- _Task directions_
How many lines in the data below contain the word "negative"? Reply with the number alone.

=== Source records ===

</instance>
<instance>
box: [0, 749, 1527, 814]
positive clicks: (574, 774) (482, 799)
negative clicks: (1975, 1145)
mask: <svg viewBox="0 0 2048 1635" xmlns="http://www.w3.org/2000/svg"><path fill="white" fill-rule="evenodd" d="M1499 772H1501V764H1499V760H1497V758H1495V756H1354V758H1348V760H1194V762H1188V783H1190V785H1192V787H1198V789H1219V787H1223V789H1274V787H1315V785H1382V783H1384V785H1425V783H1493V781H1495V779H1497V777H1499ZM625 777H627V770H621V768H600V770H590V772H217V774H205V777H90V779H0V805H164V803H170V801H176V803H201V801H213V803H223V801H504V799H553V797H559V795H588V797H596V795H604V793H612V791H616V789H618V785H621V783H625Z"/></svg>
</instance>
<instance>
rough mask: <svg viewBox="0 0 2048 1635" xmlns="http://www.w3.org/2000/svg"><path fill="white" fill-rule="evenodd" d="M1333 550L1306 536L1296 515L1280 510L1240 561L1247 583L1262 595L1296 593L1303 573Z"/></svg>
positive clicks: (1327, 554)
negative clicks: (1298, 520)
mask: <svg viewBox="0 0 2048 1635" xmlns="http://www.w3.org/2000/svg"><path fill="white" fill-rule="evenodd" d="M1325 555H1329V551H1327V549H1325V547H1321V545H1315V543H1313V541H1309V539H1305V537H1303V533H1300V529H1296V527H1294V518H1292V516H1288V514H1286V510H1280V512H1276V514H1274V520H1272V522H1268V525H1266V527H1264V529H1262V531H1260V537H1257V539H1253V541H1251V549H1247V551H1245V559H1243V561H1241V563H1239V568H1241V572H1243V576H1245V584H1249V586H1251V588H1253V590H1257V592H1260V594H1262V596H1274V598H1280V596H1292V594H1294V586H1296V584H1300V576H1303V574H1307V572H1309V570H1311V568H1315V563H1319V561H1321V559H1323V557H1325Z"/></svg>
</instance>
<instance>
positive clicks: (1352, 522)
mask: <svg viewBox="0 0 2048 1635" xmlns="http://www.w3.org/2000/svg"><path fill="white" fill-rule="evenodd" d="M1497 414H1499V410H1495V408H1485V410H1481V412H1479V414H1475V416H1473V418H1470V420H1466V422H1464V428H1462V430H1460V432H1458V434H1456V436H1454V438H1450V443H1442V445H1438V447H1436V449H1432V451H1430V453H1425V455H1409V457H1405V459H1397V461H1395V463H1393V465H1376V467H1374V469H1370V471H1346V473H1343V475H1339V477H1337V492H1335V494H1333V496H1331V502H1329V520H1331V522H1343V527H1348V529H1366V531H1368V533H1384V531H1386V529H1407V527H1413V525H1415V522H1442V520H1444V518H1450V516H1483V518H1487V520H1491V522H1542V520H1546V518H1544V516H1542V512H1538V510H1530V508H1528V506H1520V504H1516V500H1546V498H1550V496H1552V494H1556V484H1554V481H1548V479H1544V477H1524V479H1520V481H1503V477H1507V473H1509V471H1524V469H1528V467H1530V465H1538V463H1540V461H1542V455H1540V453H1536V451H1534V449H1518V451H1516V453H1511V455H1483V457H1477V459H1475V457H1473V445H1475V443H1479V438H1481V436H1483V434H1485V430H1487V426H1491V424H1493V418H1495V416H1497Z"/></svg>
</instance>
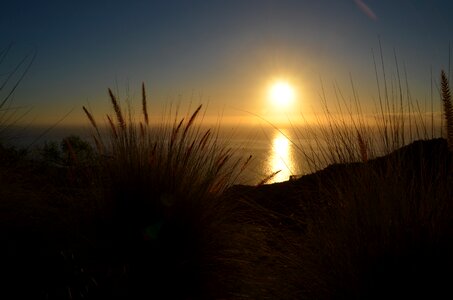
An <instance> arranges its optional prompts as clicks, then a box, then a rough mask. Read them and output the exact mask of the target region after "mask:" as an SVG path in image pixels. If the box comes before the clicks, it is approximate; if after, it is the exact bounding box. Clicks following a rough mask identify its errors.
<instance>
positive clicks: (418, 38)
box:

===

- _Your response_
2